## Given task
Reproduce all of the material below word for word, leaving the pictures out of your copy.

## Information supplied
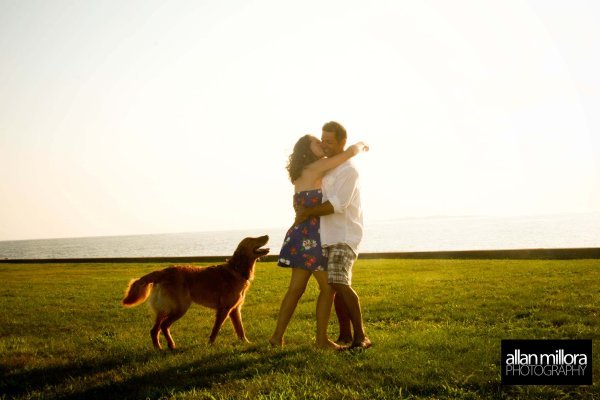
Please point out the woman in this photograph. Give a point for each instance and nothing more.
(301, 249)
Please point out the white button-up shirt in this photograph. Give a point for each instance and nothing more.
(340, 187)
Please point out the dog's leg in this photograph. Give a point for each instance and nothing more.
(155, 331)
(222, 314)
(236, 320)
(165, 327)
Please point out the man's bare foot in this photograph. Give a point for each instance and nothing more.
(365, 343)
(329, 345)
(344, 340)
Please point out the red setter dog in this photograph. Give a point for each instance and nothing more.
(221, 287)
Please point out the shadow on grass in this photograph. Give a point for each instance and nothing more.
(202, 373)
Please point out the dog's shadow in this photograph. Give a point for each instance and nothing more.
(204, 372)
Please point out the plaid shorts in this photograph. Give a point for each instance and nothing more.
(340, 259)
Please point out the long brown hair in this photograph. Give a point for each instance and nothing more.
(300, 157)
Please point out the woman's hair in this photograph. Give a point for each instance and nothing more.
(300, 157)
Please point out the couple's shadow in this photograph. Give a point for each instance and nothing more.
(204, 372)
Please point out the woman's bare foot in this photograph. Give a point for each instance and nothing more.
(344, 340)
(329, 345)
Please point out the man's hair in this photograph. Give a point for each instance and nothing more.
(300, 158)
(338, 129)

## Output below
Please point out the woman in this photograph. Give a point for each instance and nothing more.
(301, 249)
Please point out the white button-up shirt in this photograph. Give a point for each instance and nothing more.
(340, 187)
Please point out the dog's leg in this photograph. Give a point for each instance and nothing more.
(155, 331)
(222, 314)
(236, 320)
(165, 327)
Please point out the man's bare foot in this photograph. Give a point for each instance and nothing more.
(365, 343)
(329, 345)
(344, 340)
Please point out the red setter dog in this photograph. Give a point for each instance and nothing more.
(221, 287)
Please point out the shadow on grass in this photograph. Give a point for each instance and nothing more.
(202, 373)
Please point out the dog's shadow in this photograph. Give a point for each instance and nothing more.
(204, 372)
Please point out the plaid shorts in this photograph. Give a point for each instance and nothing more.
(340, 259)
Please point out the long brown hair in this photograph. Give a point for each instance and nothing more.
(300, 157)
Please point out the woman's hair in this photograph. Give a point for each instance and nothing more.
(300, 157)
Please point out the couple's shadow in this photograph. Give a point for each instance and nothing more.
(204, 372)
Please point out the woman's bare foot in this photograph. Give a point for each instance and nothing more.
(344, 340)
(329, 345)
Please point out the man's hair in this photograph. Give a point for each instance and nothing more.
(300, 158)
(338, 129)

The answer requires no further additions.